Write out the data word for word, from the line with "If you could place a marker on the glass" through the line with "point(110, 110)", leaving out any pictures.

'''

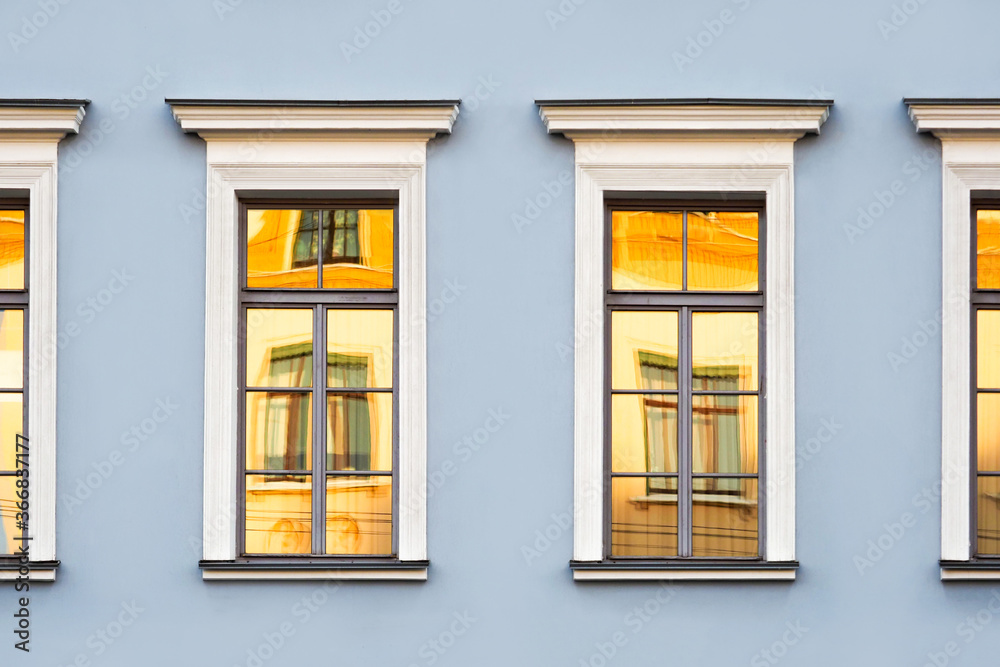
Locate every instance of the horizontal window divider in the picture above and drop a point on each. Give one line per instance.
(698, 300)
(308, 298)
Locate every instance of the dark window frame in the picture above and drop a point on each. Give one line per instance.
(684, 302)
(17, 299)
(320, 300)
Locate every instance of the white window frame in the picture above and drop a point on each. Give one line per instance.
(30, 132)
(273, 147)
(969, 130)
(684, 147)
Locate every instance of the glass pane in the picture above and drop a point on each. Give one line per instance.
(358, 248)
(279, 347)
(279, 514)
(988, 249)
(643, 350)
(646, 250)
(988, 432)
(359, 348)
(11, 349)
(988, 349)
(724, 351)
(724, 518)
(724, 434)
(722, 251)
(279, 430)
(8, 510)
(644, 433)
(11, 249)
(11, 423)
(359, 515)
(644, 516)
(359, 431)
(282, 247)
(988, 516)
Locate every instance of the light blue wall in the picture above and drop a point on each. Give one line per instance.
(496, 347)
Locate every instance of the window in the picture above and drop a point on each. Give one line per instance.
(319, 481)
(315, 337)
(30, 132)
(13, 366)
(673, 401)
(685, 310)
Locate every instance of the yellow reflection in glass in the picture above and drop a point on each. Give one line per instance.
(988, 249)
(988, 516)
(724, 518)
(646, 250)
(643, 350)
(359, 515)
(279, 514)
(724, 434)
(11, 424)
(359, 431)
(282, 246)
(358, 248)
(644, 516)
(279, 347)
(11, 249)
(722, 251)
(11, 349)
(279, 430)
(644, 433)
(724, 351)
(988, 349)
(359, 348)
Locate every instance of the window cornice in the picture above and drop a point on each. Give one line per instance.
(410, 118)
(790, 119)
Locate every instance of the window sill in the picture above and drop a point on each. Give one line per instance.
(38, 570)
(970, 570)
(684, 571)
(313, 571)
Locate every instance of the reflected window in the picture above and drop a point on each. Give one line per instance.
(319, 436)
(684, 400)
(13, 365)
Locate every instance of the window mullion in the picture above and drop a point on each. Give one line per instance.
(319, 431)
(684, 442)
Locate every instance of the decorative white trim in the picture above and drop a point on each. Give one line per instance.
(726, 161)
(683, 574)
(306, 574)
(970, 161)
(324, 163)
(29, 150)
(969, 574)
(791, 120)
(415, 121)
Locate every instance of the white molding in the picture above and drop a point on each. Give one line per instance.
(786, 120)
(57, 120)
(969, 574)
(309, 574)
(29, 163)
(416, 121)
(951, 119)
(683, 574)
(714, 163)
(327, 162)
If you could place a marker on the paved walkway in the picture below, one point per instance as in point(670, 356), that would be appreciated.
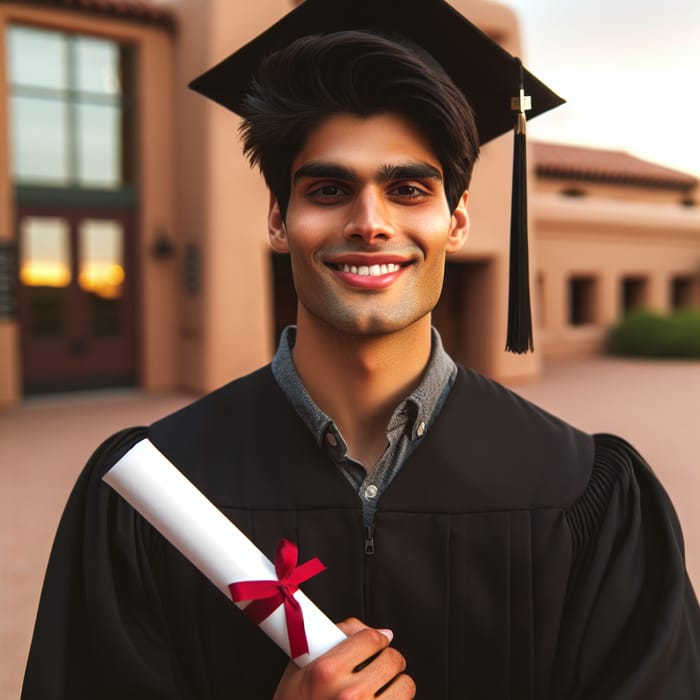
point(44, 443)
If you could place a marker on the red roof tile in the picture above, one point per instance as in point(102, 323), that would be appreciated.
point(562, 161)
point(137, 10)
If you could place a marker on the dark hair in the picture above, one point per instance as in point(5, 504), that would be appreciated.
point(358, 73)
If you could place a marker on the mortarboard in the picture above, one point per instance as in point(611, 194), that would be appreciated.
point(494, 82)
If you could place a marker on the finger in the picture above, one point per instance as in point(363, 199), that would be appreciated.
point(352, 625)
point(385, 666)
point(357, 648)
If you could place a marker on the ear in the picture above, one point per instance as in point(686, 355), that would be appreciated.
point(459, 225)
point(276, 229)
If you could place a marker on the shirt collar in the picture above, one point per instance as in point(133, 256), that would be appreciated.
point(414, 412)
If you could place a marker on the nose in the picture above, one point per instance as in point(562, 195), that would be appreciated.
point(370, 218)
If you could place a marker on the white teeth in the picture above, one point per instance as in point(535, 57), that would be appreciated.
point(370, 270)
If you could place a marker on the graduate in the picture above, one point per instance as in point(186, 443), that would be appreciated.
point(476, 546)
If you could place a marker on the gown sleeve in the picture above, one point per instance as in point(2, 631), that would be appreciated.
point(631, 624)
point(100, 631)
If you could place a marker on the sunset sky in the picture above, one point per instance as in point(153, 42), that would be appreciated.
point(629, 70)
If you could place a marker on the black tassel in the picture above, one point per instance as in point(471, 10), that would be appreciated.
point(519, 337)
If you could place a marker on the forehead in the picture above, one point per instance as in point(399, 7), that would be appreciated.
point(371, 141)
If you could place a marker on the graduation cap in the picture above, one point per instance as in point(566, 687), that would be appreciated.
point(496, 86)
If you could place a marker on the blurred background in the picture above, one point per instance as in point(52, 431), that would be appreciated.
point(135, 271)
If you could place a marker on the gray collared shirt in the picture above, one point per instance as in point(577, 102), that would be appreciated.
point(407, 426)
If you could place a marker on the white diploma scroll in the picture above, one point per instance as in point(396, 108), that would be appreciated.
point(155, 488)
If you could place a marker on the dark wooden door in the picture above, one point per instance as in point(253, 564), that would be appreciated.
point(76, 299)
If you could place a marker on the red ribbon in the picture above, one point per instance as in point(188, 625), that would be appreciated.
point(267, 596)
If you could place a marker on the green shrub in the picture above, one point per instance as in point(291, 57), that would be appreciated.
point(649, 334)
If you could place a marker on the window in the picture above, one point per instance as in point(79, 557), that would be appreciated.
point(70, 109)
point(634, 293)
point(582, 300)
point(683, 291)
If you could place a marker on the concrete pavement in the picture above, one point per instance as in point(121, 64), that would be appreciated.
point(44, 443)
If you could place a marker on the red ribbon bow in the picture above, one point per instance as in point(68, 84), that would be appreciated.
point(267, 596)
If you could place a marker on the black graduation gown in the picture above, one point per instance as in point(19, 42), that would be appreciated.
point(514, 557)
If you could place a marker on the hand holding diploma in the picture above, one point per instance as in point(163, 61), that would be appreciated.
point(331, 663)
point(362, 666)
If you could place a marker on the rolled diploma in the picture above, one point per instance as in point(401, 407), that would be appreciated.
point(155, 488)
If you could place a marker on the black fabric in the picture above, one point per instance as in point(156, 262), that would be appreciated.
point(515, 557)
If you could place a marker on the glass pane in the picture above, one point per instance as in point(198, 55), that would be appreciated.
point(45, 269)
point(39, 141)
point(99, 145)
point(101, 274)
point(97, 66)
point(37, 57)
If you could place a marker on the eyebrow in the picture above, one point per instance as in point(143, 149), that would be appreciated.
point(386, 173)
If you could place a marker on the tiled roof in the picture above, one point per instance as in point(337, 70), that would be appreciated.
point(566, 162)
point(136, 10)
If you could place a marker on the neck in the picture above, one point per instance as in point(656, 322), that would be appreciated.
point(359, 380)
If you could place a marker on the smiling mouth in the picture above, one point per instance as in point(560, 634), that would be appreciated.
point(376, 270)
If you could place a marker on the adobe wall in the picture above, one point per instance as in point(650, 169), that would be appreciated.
point(607, 241)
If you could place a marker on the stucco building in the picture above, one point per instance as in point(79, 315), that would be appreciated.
point(133, 233)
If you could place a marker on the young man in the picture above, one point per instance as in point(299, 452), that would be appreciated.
point(505, 553)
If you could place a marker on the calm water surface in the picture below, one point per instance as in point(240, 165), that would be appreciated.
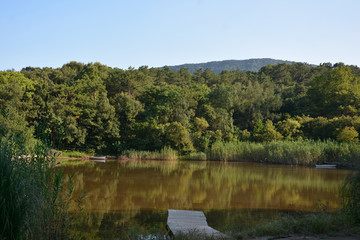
point(123, 195)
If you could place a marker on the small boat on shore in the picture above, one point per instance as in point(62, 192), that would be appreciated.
point(326, 166)
point(97, 159)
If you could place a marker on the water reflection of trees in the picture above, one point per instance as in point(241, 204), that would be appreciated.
point(193, 185)
point(121, 196)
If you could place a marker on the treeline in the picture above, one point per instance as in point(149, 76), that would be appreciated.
point(110, 110)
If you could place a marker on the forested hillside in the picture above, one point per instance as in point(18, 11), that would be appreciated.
point(109, 110)
point(218, 66)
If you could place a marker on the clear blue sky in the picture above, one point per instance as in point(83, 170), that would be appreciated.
point(168, 32)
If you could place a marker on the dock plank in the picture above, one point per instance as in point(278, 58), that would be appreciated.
point(191, 222)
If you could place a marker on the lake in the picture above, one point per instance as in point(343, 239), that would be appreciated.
point(134, 196)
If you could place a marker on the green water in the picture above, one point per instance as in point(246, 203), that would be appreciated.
point(135, 196)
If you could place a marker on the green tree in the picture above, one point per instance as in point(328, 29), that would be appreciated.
point(348, 134)
point(335, 92)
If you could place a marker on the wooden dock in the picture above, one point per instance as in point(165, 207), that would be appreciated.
point(191, 222)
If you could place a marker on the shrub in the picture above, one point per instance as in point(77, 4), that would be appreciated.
point(33, 201)
point(348, 134)
point(350, 193)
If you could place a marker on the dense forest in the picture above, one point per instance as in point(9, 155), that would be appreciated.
point(92, 107)
point(254, 64)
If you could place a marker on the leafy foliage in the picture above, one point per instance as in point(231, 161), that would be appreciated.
point(92, 107)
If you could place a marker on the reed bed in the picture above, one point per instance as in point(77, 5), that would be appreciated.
point(34, 198)
point(166, 153)
point(306, 153)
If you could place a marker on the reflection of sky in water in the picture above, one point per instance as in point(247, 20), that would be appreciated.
point(159, 185)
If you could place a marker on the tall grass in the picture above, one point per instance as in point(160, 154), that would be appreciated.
point(166, 153)
point(350, 193)
point(306, 153)
point(33, 197)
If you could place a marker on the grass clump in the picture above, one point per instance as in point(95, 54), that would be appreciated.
point(304, 224)
point(34, 199)
point(166, 153)
point(306, 153)
point(73, 154)
point(350, 193)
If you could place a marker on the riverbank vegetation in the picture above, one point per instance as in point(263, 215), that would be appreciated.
point(97, 109)
point(34, 196)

'''

▶ [Right answer]
If you could place a marker on the glass pane in the picture above, one point per instance as in point(198, 55), that would be appreciated.
point(45, 269)
point(39, 141)
point(99, 145)
point(101, 274)
point(97, 66)
point(37, 57)
If you could place a marker on the eyebrow in the picture above, one point per instance as in point(143, 149), that would be appreciated.
point(386, 173)
If you could place a marker on the tiled roof in the picture above, one point per instance as in point(337, 70), that would be appreciated.
point(566, 162)
point(136, 10)
If you could place a marker on the neck in the picture above, one point per instance as in point(656, 322), that would be appreciated.
point(359, 380)
If you could place a marker on the smiling mouth in the picture above, one point per instance as in point(560, 634), that would be appreciated.
point(376, 270)
If you could place a marker on the adobe wall in the picture above, one point per instance as in point(650, 169), that would be appreciated.
point(607, 241)
If you could place a marker on the stucco building in the picture above, one point per instance as in point(79, 315), that would be appreciated.
point(133, 233)
If you could place a marker on the young man in the picture above, one point per instance as in point(299, 452), that would be appreciated.
point(505, 553)
If you could place a marker on the calm water surface in the picture below, one point per instance as in point(240, 165), that would be appreciated.
point(123, 195)
If you could place a marker on the small boat on shore in the picture above, one point per instance as in point(62, 192), that would be appreciated.
point(326, 166)
point(97, 159)
If you could place a marker on the water reflection of trees in the picture above, one point per instance as in point(241, 204), that would be appreciated.
point(193, 185)
point(121, 196)
If you could place a marker on the treeline in the picture above, one point per instance as in point(149, 76), that would be appreciated.
point(110, 110)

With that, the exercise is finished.